== DOCUMENT TEXT ==
Scalable platform structure
I designed a modular and expandable navigation system that supports future growth without restructuring the core:
Functional grouping by lifecycle stage
Clear separation between experiments, models, datasets, and compute
Architecture designed to scale as new modules are added
This allowed the platform to grow incrementally while maintaining clarity.
Key Platform Modules
Experiment Manager
The first implemented and most actively used module.
Centralized experiment tracking and comparison
Clear visibility into metrics, runs, and results
Designed to replace third-party tools such as TensorBoard
Impact:
User satisfaction increased from 2.1 → 4.3
Users actively migrated from external solutions
~ 730 weekly active users (WAU)
Model Registry & Dataset Registry
Centralized storage and versioning of models and datasets
Improved traceability across experiments
Reduced manual coordination between teams
DevCluster
One of the most impactful features.
Allows ML engineers to switch GPU-enabled virtual machines on the fly
Eliminated the need to request infrastructure manually via chat
Significantly reduced operational friction and waiting time
This module simplified multiple previously manual processes and improved day-to-day productivity.
Prototyping & Collaboration
Built interactive Figma prototypes to validate concepts with users and executives
Used prototypes to demonstrate platform value before full implementation
Maintained structured Figma files to support efficient developer handoff
Design reviews and feedback loops were integrated into the development process.

(Named object pointing rows)

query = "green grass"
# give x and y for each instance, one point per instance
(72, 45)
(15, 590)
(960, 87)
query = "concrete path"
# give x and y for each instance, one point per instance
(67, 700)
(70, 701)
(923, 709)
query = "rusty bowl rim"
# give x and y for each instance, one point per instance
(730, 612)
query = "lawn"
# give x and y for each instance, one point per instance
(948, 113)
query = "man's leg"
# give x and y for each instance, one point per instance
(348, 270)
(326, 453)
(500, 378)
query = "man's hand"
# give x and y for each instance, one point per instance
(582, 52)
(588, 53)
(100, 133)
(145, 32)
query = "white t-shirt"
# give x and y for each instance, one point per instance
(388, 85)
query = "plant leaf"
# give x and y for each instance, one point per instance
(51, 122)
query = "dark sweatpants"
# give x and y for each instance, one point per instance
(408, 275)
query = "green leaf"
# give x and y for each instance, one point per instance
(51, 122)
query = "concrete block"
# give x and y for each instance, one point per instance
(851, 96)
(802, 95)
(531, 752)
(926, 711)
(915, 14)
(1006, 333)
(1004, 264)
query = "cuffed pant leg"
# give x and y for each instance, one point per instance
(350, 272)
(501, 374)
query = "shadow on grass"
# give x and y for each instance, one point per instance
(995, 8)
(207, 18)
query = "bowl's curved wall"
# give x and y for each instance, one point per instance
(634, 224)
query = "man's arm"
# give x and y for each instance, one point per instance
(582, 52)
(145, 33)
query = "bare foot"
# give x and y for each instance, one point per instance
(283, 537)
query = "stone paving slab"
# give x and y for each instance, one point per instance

== STATED EXERCISE 1 ==
Rewrite the platform case study from "Model Registry &" to "most impactful features.", swapping "DevCluster" for "GPU Sandbox".
== STATED EXERCISE 2 ==
Summarize the platform case study in three sentences.

== FULL ANSWER 1 ==
Model Registry & Dataset Registry
Centralized storage and versioning of models and datasets
Improved traceability across experiments
Reduced manual coordination between teams
GPU Sandbox
One of the most impactful features.

== FULL ANSWER 2 ==
The platform's navigation was designed as a modular, expandable system grouped by lifecycle stage, which let it grow incrementally while maintaining clarity. Its key modules include an Experiment Manager that raised user satisfaction from 2.1 to 4.3 and reached about 730 weekly active users, registries for storing and versioning models and datasets, and DevCluster, which lets ML engineers switch GPU-enabled virtual machines without requesting infrastructure via chat. Interactive Figma prototypes were used to validate concepts with users and executives and to support developer handoff.